Available records —
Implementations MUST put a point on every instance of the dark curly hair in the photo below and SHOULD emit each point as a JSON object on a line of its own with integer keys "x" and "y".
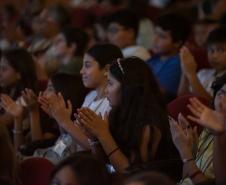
{"x": 141, "y": 105}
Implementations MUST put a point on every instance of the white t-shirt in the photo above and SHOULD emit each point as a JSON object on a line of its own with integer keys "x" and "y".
{"x": 137, "y": 51}
{"x": 207, "y": 77}
{"x": 100, "y": 106}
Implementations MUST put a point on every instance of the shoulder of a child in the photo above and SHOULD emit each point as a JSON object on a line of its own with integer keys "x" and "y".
{"x": 205, "y": 72}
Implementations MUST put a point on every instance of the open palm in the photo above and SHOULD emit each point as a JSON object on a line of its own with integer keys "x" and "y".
{"x": 206, "y": 117}
{"x": 10, "y": 106}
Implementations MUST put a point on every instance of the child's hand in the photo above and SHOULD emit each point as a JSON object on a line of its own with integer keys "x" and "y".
{"x": 93, "y": 122}
{"x": 30, "y": 99}
{"x": 203, "y": 115}
{"x": 182, "y": 137}
{"x": 188, "y": 63}
{"x": 60, "y": 110}
{"x": 10, "y": 106}
{"x": 44, "y": 102}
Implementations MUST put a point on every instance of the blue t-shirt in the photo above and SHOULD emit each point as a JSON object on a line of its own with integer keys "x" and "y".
{"x": 167, "y": 72}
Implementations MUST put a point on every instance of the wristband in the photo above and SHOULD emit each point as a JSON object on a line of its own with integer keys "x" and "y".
{"x": 93, "y": 142}
{"x": 113, "y": 151}
{"x": 16, "y": 131}
{"x": 187, "y": 160}
{"x": 193, "y": 175}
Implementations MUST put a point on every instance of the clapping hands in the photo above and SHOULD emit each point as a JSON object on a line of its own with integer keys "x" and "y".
{"x": 203, "y": 115}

Given task —
Recast the lines from the one containing "of the child's" through the final line, inclusive, as a Markdown table with the columns "Row" and "Line", omitting any blank lines.

Finished exercise —
| Row | Line |
|---|---|
| 1 | Implementations MUST put a point on every instance of the child's hand in the photo above and SHOULD emit each point as a JSON object on a line of its own with integer keys "x" and "y". |
| 2 | {"x": 93, "y": 122} |
| 3 | {"x": 30, "y": 99} |
| 4 | {"x": 203, "y": 115} |
| 5 | {"x": 182, "y": 137} |
| 6 | {"x": 188, "y": 63} |
| 7 | {"x": 60, "y": 110} |
| 8 | {"x": 10, "y": 106} |
| 9 | {"x": 44, "y": 102} |
| 10 | Implementations MUST put a point on every instance of the blue t-shirt in the photo above and SHOULD emit each point as a JSON object on a line of its own with integer keys "x" and "y". |
| 11 | {"x": 167, "y": 72} |
| 12 | Implementations MUST put a point on every instance of the wristband in the photo above and SHOULD emit each point as a JSON object on a line of its own with integer keys "x" and "y". |
| 13 | {"x": 93, "y": 142} |
| 14 | {"x": 113, "y": 151} |
| 15 | {"x": 16, "y": 131} |
| 16 | {"x": 187, "y": 160} |
| 17 | {"x": 193, "y": 175} |
| 18 | Implementations MUST put a point on every instance of the clapping hands in the photo above and SHOULD emit each point as a JSON object on a line of its own with integer keys "x" and "y". |
| 19 | {"x": 203, "y": 115} |